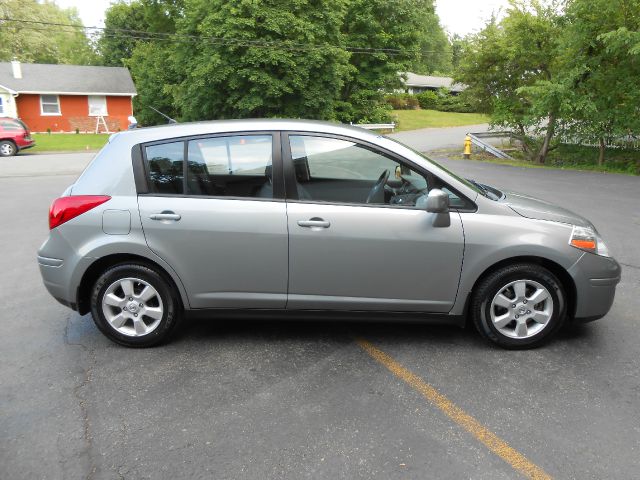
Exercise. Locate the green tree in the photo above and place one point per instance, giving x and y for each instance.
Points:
(393, 28)
(513, 70)
(40, 43)
(261, 59)
(129, 23)
(326, 59)
(601, 45)
(435, 50)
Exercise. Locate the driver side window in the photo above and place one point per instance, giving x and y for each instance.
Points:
(334, 170)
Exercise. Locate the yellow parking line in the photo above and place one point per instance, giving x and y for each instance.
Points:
(494, 443)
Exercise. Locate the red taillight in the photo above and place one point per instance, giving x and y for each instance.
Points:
(65, 208)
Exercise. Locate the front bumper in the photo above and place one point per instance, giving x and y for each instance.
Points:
(595, 278)
(26, 144)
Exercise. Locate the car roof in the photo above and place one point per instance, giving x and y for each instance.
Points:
(149, 134)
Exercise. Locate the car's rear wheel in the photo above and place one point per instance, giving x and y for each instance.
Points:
(7, 148)
(135, 306)
(519, 306)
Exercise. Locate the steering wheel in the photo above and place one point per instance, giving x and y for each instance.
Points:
(376, 194)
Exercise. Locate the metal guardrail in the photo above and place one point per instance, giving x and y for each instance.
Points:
(375, 126)
(476, 139)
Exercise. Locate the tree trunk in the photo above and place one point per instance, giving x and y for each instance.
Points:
(601, 152)
(523, 134)
(544, 149)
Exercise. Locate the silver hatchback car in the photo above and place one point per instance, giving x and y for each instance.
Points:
(311, 219)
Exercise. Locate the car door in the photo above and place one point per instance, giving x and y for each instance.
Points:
(219, 219)
(354, 248)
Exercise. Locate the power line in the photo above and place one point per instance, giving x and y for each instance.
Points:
(163, 36)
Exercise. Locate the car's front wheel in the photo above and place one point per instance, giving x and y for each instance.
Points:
(519, 306)
(134, 306)
(7, 148)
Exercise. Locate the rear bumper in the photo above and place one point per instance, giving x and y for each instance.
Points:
(596, 279)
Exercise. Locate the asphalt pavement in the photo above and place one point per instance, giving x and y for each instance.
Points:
(427, 139)
(243, 399)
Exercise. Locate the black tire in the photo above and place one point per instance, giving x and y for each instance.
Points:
(7, 148)
(492, 284)
(171, 305)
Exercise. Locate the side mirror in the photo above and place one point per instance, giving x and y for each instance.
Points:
(437, 201)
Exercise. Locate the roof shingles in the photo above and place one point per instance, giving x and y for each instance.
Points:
(67, 79)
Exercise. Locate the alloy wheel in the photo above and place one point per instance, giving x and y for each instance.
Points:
(132, 307)
(521, 309)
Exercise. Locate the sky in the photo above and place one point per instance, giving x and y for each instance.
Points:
(456, 16)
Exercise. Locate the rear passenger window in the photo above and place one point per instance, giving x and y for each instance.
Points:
(233, 166)
(165, 167)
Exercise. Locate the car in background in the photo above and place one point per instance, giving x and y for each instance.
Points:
(14, 136)
(301, 219)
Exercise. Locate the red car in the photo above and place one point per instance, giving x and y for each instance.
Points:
(14, 136)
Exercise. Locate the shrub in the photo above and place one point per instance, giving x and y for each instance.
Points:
(411, 102)
(428, 100)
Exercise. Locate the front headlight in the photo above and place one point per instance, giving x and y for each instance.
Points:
(587, 239)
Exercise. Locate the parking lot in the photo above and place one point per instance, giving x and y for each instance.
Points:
(266, 399)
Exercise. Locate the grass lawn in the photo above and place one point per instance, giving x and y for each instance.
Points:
(570, 157)
(68, 142)
(414, 119)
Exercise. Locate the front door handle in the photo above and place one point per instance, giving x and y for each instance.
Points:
(314, 222)
(165, 216)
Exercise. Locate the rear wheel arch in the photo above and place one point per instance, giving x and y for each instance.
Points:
(103, 264)
(560, 272)
(12, 142)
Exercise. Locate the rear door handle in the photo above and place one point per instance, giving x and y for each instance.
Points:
(314, 222)
(165, 216)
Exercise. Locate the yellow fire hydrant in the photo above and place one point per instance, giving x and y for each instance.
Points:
(467, 147)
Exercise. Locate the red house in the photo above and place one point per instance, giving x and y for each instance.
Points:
(63, 98)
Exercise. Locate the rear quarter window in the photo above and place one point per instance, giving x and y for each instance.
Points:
(165, 167)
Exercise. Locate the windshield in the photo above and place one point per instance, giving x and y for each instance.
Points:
(488, 192)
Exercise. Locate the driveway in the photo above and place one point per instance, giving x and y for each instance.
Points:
(247, 399)
(427, 139)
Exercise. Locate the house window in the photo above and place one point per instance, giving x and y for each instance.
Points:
(49, 105)
(97, 105)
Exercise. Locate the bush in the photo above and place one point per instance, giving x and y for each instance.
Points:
(428, 100)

**WHAT THIS TASK INVOLVES**
All lines above must be repeated exactly, and the pictures must be omitted.

**EXPECTED ANSWER**
Exercise. Locate the green tree in the photo above and place one point per instance, giving x and y for each instance.
Points:
(393, 28)
(513, 70)
(40, 43)
(261, 59)
(129, 23)
(326, 59)
(601, 45)
(435, 50)
Exercise. Locate the driver side window in the photo above and place one point per instance, giving x and y for each instance.
Points:
(334, 170)
Exercise. Locate the yellow parking line in the photo above and place one point per instance, giving x and y for each instance.
Points:
(494, 443)
Exercise. Locate the red taillight in the photo above and place one point per instance, giving x and y for each instance.
Points:
(65, 208)
Exercise. Locate the front bumper in the photo above and place one point per instance, giving x and y for each instance.
Points:
(595, 278)
(26, 144)
Exercise. Locate the car roof in the photo above and place one point per instance, giving x and y for each instance.
Points:
(149, 134)
Exercise. Locate the car's rear wheel in the photo above and place one point per instance, giving x and y for each instance.
Points:
(7, 148)
(135, 306)
(519, 306)
Exercise. Locate the steering wheel in the photo above and place one point per instance, giving x and y for each instance.
Points:
(376, 194)
Exercise. Locate the metal guardrail in the photo above and place one point per instance, giving x and y for each instance.
Points:
(375, 126)
(476, 139)
Exercise. Locate the tree trunk in the photo above and place one point per instance, giving x and y for each instance.
Points:
(601, 152)
(523, 134)
(544, 149)
Exercise. Locate the silver hatchback car in the photo above and place one point per instance, giving x and y for each instance.
Points:
(311, 219)
Exercise. Locate the car door in the photo above and place one point per instance, giving x and y for each instance.
Points:
(219, 219)
(354, 248)
Exercise. Locate the power line in the photo above and place one point per instance, giving x and y for each instance.
Points:
(163, 36)
Exercise. Locate the car's front wheel in the photo above and place one point per instance, giving x and y for each instance.
Points:
(519, 306)
(134, 306)
(7, 148)
Exercise. Locate the rear bumper in the photo above and place one point per instance, giving x and y for each instance.
Points:
(596, 279)
Exercise. Locate the asphalt pavement in the photo above and place one point per instance, giving x and y for each instance.
Points:
(427, 139)
(243, 399)
Exercise. Locate the black tire in the photo above and place one point per instance, giving x and y for each instance.
Points:
(7, 148)
(492, 284)
(171, 305)
Exercise. Locate the side mirror in the photo above and place one point per instance, giving x and y for each instance.
Points:
(437, 201)
Exercise. Locate the roof shingles in the photo above and place one point per instance, giving x and y for each instance.
Points:
(67, 79)
Exercise. Locate the alloy wheel in the photo above and place one point per instance, giving x and y for each instance.
Points:
(132, 307)
(521, 309)
Exercise. Locate the sky in the photo above and place one point per instance, giving x and y for each instance.
Points:
(456, 16)
Exercise. Locate the rear passenger window in the photo above and place one point per instance, giving x and y for each instance.
Points:
(233, 166)
(165, 167)
Exercise. Locate the car in background in the photo above and place one point per instance, giving x and y for each instance.
Points:
(14, 136)
(301, 219)
Exercise. Locate the red car in the photo above and place one point per instance, giving x and y for each instance.
Points:
(14, 136)
Exercise. Locate the shrub in the photo above and place one point per instance, giving x and y for each instance.
Points:
(411, 102)
(428, 100)
Exercise. Locate the front headlight in the photo above and place one point per instance, giving x and y for each instance.
Points:
(587, 239)
Exercise. Locate the parking lot in the photo above and place one point per instance, giving x and y for each instance.
Points:
(266, 399)
Exercise. Locate the grass lawn in the photo above and place one point per instance, giving x and y for each instance.
Points:
(570, 157)
(68, 142)
(414, 119)
Exercise. Locate the front door handle in the photo above and place one point per instance, giving x and y for each instance.
Points:
(314, 222)
(165, 216)
Exercise. Locate the rear wheel arch in the photo above and place one point per instance, giving x and y for each instance.
Points:
(103, 264)
(560, 272)
(12, 142)
Exercise. Locate the rear door handle in the photo above and place one point per instance, giving x and y for each instance.
Points:
(314, 222)
(165, 216)
Exercise. Locate the yellow fire hydrant in the photo above and place one point per instance, giving x and y for each instance.
Points:
(467, 147)
Exercise. Locate the red house in the photo above and place one point per instance, giving x and y for each instance.
Points:
(63, 98)
Exercise. Locate the rear quarter window in the photo above and place one point per instance, giving x and y for each instance.
Points:
(165, 167)
Exercise. Locate the windshield in the photo above and place one point per instance, giving x and y for each instance.
Points:
(488, 192)
Exercise. Locate the driveway in the photo above and place one point per instance, giving x and y for each instance.
Points:
(247, 399)
(427, 139)
Exercise. Locate the house window in the photo above and place one point per instance, giving x and y for each instance.
Points:
(49, 105)
(97, 105)
Exercise. Locate the bush in the photo above and place one point per instance, giving x and y for each instance.
Points:
(428, 100)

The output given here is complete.